Exercise –
Please output the data word for word, from its start up to and including the line with "[[[44,157],[0,187],[0,241],[76,240],[81,184]]]". Leave the pictures out of your answer.

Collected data

──────

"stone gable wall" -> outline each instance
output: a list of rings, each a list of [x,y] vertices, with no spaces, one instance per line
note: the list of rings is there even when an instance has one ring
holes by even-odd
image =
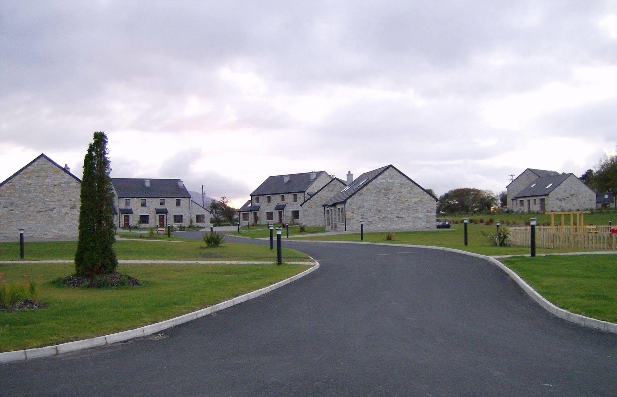
[[[324,210],[321,204],[345,187],[346,185],[338,180],[334,180],[302,206],[300,211],[300,223],[307,226],[323,226]]]
[[[432,230],[437,222],[435,199],[392,168],[350,198],[346,209],[347,231],[359,231],[360,219],[367,233]]]
[[[44,157],[0,187],[0,241],[76,240],[81,184]]]

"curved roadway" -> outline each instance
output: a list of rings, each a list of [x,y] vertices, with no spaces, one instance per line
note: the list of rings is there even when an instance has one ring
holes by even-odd
[[[158,339],[0,366],[2,393],[617,395],[617,335],[552,316],[486,261],[284,244],[321,267]]]

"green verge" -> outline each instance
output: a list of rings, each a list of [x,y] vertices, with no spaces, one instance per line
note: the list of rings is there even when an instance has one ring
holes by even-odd
[[[73,288],[51,280],[74,271],[64,264],[0,265],[7,283],[34,280],[42,309],[0,312],[0,351],[18,350],[138,328],[273,284],[305,265],[120,264],[139,287]]]
[[[561,309],[617,322],[617,254],[513,257],[500,261]]]
[[[261,225],[260,225],[261,226]],[[278,226],[275,225],[275,228],[279,227]],[[251,237],[251,238],[263,238],[264,237],[270,237],[270,230],[265,228],[264,227],[260,227],[259,228],[253,228],[254,227],[251,226],[250,230],[246,230],[246,227],[240,229],[240,234],[239,235],[238,232],[234,232],[233,233],[228,233],[227,234],[235,236],[242,236],[242,237]],[[325,233],[326,228],[323,227],[315,227],[315,226],[307,226],[305,232],[300,232],[300,228],[296,226],[290,226],[289,227],[289,235],[309,235],[312,234],[315,234],[317,233]],[[274,230],[274,236],[276,237],[276,231]],[[283,228],[283,238],[285,238],[287,235],[285,228]]]
[[[75,257],[77,241],[27,241],[24,259],[45,261]],[[183,243],[157,241],[116,241],[114,249],[118,259],[196,260],[196,261],[271,261],[276,260],[276,250],[268,246],[223,243],[216,248],[207,248],[202,241]],[[283,261],[310,261],[305,254],[283,249]],[[0,260],[19,259],[19,243],[0,243]]]
[[[462,225],[453,225],[450,229],[436,229],[421,232],[396,232],[392,240],[386,240],[386,232],[365,233],[364,241],[367,243],[389,243],[392,244],[413,244],[455,248],[482,255],[518,255],[529,253],[529,247],[494,247],[489,244],[482,232],[493,232],[495,225],[470,224],[468,226],[468,245],[465,246]],[[360,241],[360,233],[331,235],[299,237],[299,240],[312,240],[334,241]],[[538,253],[555,253],[591,251],[589,249],[550,249],[538,248]]]

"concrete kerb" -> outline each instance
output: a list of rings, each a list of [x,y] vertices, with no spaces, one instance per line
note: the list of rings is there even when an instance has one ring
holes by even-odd
[[[561,307],[558,307],[555,306],[548,300],[547,300],[544,296],[542,296],[540,293],[531,287],[531,285],[528,284],[525,281],[521,278],[518,274],[515,273],[509,267],[504,265],[503,263],[497,260],[496,259],[487,256],[486,255],[482,255],[481,254],[476,254],[475,253],[470,253],[466,251],[462,251],[460,249],[457,249],[455,248],[448,248],[446,247],[437,247],[434,246],[429,245],[415,245],[410,244],[391,244],[387,243],[365,243],[360,241],[308,241],[308,240],[297,240],[299,241],[307,242],[307,243],[334,243],[334,244],[372,244],[372,245],[385,245],[394,247],[410,247],[413,248],[426,248],[428,249],[437,249],[439,251],[447,251],[449,252],[457,253],[458,254],[463,254],[465,255],[468,255],[470,256],[474,256],[481,259],[484,259],[485,261],[488,261],[491,263],[495,265],[500,269],[505,272],[514,281],[518,284],[518,285],[524,291],[527,295],[531,297],[534,301],[536,301],[545,310],[548,311],[549,313],[553,314],[560,319],[563,319],[570,322],[573,322],[574,324],[578,324],[579,325],[582,325],[584,327],[589,327],[590,328],[594,328],[602,331],[605,331],[607,332],[611,332],[613,333],[617,333],[617,324],[609,322],[608,321],[602,321],[602,320],[598,320],[597,319],[593,319],[592,317],[588,317],[585,316],[582,316],[581,314],[577,314],[576,313],[573,313],[569,312],[567,310],[564,310]]]
[[[312,265],[309,269],[307,269],[301,273],[299,273],[296,275],[280,281],[278,283],[272,284],[271,285],[263,287],[263,288],[260,288],[257,291],[249,292],[244,294],[244,295],[237,296],[233,299],[225,301],[225,302],[217,303],[217,304],[205,307],[205,309],[202,309],[191,313],[183,314],[182,316],[170,319],[169,320],[166,320],[165,321],[155,323],[154,324],[151,324],[149,325],[146,325],[139,328],[128,330],[127,331],[122,331],[122,332],[117,332],[115,333],[112,333],[103,336],[97,336],[90,339],[84,339],[72,342],[67,342],[66,343],[61,343],[60,345],[54,346],[46,346],[43,348],[0,353],[0,363],[20,361],[27,359],[29,360],[38,358],[39,357],[56,356],[71,351],[77,351],[78,350],[89,349],[90,348],[112,345],[112,343],[122,342],[130,339],[134,339],[135,338],[143,338],[147,336],[147,335],[154,333],[155,332],[159,332],[160,331],[172,328],[172,327],[179,325],[185,322],[208,316],[209,314],[223,310],[223,309],[226,309],[227,307],[238,304],[239,303],[242,303],[242,302],[253,299],[254,298],[257,298],[257,296],[263,295],[263,294],[267,293],[270,291],[279,288],[284,285],[289,284],[289,283],[294,282],[299,278],[304,277],[319,268],[319,262],[313,258],[311,259],[313,259],[313,262],[301,262],[302,264]]]

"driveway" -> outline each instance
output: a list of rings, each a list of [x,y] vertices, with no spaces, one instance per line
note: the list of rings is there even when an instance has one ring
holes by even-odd
[[[487,262],[283,243],[321,267],[158,338],[2,365],[3,394],[617,394],[617,335],[550,315]]]

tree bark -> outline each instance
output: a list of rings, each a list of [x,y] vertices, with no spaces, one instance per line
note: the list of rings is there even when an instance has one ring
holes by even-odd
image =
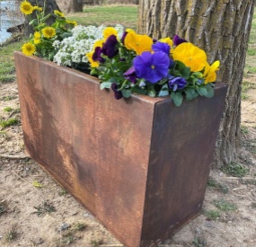
[[[22,2],[22,0],[19,0],[19,2]],[[33,6],[40,6],[43,7],[44,6],[44,2],[45,0],[29,0]],[[55,10],[60,11],[56,1],[55,0],[47,0],[46,1],[46,9],[45,9],[45,15],[53,13]],[[32,14],[32,19],[35,19],[36,15],[35,13]],[[55,22],[55,17],[51,16],[47,20],[48,25],[51,25]],[[26,16],[25,18],[25,23],[24,23],[24,36],[29,37],[31,33],[33,33],[33,28],[32,26],[29,25],[30,20]]]
[[[83,0],[69,0],[67,13],[83,12]]]
[[[241,91],[253,15],[253,0],[140,0],[137,31],[155,39],[188,40],[220,60],[217,81],[228,92],[216,149],[215,166],[235,161],[240,146]],[[203,154],[202,154],[203,155]]]

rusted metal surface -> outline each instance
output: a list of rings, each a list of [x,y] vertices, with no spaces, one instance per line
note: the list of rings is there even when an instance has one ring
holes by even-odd
[[[15,53],[30,155],[125,246],[154,246],[198,215],[226,88],[172,105],[116,101],[92,76]]]

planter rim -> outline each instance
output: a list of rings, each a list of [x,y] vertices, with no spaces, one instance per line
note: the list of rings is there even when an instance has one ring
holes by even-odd
[[[49,60],[46,60],[46,59],[44,59],[42,57],[36,57],[36,56],[33,56],[33,55],[28,57],[28,56],[24,55],[22,51],[14,51],[14,54],[15,53],[17,53],[19,55],[22,55],[22,56],[24,56],[24,57],[29,57],[29,58],[31,58],[32,60],[40,60],[40,62],[45,64],[45,65],[50,65],[53,67],[57,67],[58,69],[60,69],[62,71],[68,72],[70,74],[75,75],[76,76],[81,76],[81,77],[86,76],[86,79],[88,81],[98,83],[99,84],[99,87],[100,87],[101,80],[98,79],[97,77],[92,75],[83,73],[83,72],[81,72],[81,71],[79,71],[77,69],[75,69],[75,68],[71,68],[71,67],[67,67],[67,66],[58,66],[57,64],[56,64],[56,63],[54,63],[52,61],[49,61]],[[220,87],[226,87],[226,86],[227,86],[227,84],[224,84],[222,83],[216,82],[214,88],[217,89],[217,88],[220,88]],[[148,95],[132,93],[130,97],[133,98],[133,99],[142,99],[143,101],[151,102],[153,104],[157,103],[157,102],[161,102],[161,101],[172,101],[172,99],[171,99],[170,96],[155,97],[155,98],[154,98],[154,97],[150,97]],[[123,98],[121,100],[128,101],[128,98]],[[186,101],[186,100],[184,100],[184,101]]]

──────

Response to the task –
"stone gable wall" -> outline each instance
output: a list of rings, each a list of [x,y] vertices, with no spaces, one instance per line
note: the list of rings is there even when an instance has one ring
holes by even-odd
image =
[[[324,210],[321,204],[345,187],[346,185],[338,180],[334,180],[302,206],[300,211],[300,223],[307,226],[323,226]]]
[[[432,230],[437,222],[435,199],[392,168],[350,198],[346,209],[347,231],[359,231],[360,219],[367,233]]]
[[[44,157],[0,187],[0,241],[76,240],[81,184]]]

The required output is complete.